Aim of the exercise: Quote verbatim the part of the listing below that opens with the line containing "the stone lintel" and continues through the end of the listing, with both ends included.

Data shown:
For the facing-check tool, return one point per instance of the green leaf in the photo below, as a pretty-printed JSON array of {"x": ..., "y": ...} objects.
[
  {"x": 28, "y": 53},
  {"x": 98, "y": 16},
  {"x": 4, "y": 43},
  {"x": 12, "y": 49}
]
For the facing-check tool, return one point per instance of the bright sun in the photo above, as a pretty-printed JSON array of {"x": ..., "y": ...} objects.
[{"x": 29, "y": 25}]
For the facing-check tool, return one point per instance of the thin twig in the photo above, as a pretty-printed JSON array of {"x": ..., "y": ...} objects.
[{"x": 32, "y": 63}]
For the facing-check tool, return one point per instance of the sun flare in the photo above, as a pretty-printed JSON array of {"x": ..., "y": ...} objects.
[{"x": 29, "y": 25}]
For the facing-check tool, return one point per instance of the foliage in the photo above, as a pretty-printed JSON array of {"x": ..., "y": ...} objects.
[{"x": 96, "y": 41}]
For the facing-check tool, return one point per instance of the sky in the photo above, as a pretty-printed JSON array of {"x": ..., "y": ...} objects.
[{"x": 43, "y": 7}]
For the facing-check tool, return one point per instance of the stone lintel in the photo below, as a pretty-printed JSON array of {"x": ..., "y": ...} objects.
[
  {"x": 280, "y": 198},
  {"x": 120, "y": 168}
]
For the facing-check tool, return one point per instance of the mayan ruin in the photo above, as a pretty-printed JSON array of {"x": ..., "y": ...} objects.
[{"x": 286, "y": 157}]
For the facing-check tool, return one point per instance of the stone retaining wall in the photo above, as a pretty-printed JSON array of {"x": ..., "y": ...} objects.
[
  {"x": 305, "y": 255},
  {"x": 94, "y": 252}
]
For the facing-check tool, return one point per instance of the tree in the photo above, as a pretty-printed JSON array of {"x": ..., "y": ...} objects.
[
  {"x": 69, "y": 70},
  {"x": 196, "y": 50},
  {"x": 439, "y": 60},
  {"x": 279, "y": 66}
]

Worked solution:
For the facing-check tool, return one point per instance of the stone lintel in the photo below, as a pretty-printed JSON array of {"x": ..., "y": ...} objects.
[
  {"x": 280, "y": 198},
  {"x": 120, "y": 168}
]
For the facing-check tool, return one point per instance of the mayan ruin in the photo above, as a pretty-printed JSON array of {"x": ..., "y": ...} objects.
[{"x": 286, "y": 157}]
For the facing-check tool, return one point per instance of the stone retaining wall in the photo above, as a pretty-printed JSON array of {"x": ..., "y": ...} objects.
[
  {"x": 305, "y": 255},
  {"x": 94, "y": 252}
]
For the facing-check tool, return one point per instance of the tree in the photo above, as a pretty-printed JSON array of {"x": ..., "y": ...} objects.
[
  {"x": 69, "y": 70},
  {"x": 196, "y": 50},
  {"x": 439, "y": 60},
  {"x": 279, "y": 66}
]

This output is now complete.